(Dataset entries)
________
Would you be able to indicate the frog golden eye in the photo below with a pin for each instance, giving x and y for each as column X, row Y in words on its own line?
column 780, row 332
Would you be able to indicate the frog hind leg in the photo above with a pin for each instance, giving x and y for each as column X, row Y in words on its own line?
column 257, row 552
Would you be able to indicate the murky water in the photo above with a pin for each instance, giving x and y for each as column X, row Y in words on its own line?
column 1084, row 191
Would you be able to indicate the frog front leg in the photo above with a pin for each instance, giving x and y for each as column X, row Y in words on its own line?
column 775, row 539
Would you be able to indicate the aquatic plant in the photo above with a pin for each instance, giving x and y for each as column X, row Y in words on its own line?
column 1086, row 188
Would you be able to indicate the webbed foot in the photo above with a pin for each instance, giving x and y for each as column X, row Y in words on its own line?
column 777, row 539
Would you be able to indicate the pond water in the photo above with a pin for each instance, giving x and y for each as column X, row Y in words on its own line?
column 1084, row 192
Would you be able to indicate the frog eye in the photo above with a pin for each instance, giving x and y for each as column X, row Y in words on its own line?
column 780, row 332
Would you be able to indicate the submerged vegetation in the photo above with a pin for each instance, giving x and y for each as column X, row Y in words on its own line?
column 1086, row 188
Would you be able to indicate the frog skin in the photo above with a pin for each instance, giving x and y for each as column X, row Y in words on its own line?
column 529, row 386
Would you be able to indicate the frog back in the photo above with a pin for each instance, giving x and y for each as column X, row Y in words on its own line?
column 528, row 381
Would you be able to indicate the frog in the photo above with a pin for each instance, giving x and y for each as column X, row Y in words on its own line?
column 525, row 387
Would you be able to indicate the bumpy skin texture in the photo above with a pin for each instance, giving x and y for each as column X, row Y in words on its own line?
________
> **Set exercise**
Reproduce every record above verbatim and in its original order, without altering any character.

> **Result**
Would you be able to indicate the frog golden eye in the photo below with a pin for each instance, giving x and y for each as column X, row Y in words on its own line?
column 780, row 332
Would you be able to indicate the frog hind leg in the photo above with a pin for each instance, giving x and y for each as column X, row Y in words on its own line?
column 257, row 552
Would you be able to indicate the murky water in the photo above with a pin for each instance, giving x and y for each as column X, row Y in words on its own line?
column 1084, row 191
Would you be able to indicate the frog front leg in the photo above with a pin for each instance, giving x and y for each as column X, row Y in words on its own line?
column 775, row 539
Would you be able to indicate the aquatic plant in the photo above with a pin for each instance, giving x and y for each as column X, row Y in words on its own line?
column 1086, row 188
Would you be able to indicate the webbed foot in the photo above with a pin for each instance, giving x and y for each as column X, row Y in words on its own line?
column 777, row 539
Would you be able to indicate the pond water in the photo above with a pin for each instance, giving x and y for each as column X, row Y in words on its own line?
column 1084, row 192
Would you be able to indicate the frog eye in the photo above with a pin for each instance, giving x and y for each as column X, row Y in words on its own line?
column 780, row 332
Would you be able to indicate the submerged vegetation in the photo above with a pin for each instance, giving x and y for each as column X, row Y in words on its own line?
column 1086, row 188
Would you be able to indicate the frog skin in the photo above with a pin for each instance, giving x and y for each as column X, row Y in words on its own line?
column 529, row 386
Would you be able to indicate the frog back in the photo above with a pin for each instance, giving x and y for each as column X, row Y in words on its own line?
column 528, row 381
Would you be able to indicate the frog in the photo above with a pin for each instance, giving x and y for each as column X, row Y in words on its own line?
column 525, row 387
Would you be able to indicate the bumpy skin texture in the photo above with a pin for each instance, giving x and y for each as column X, row Y in words on its own line?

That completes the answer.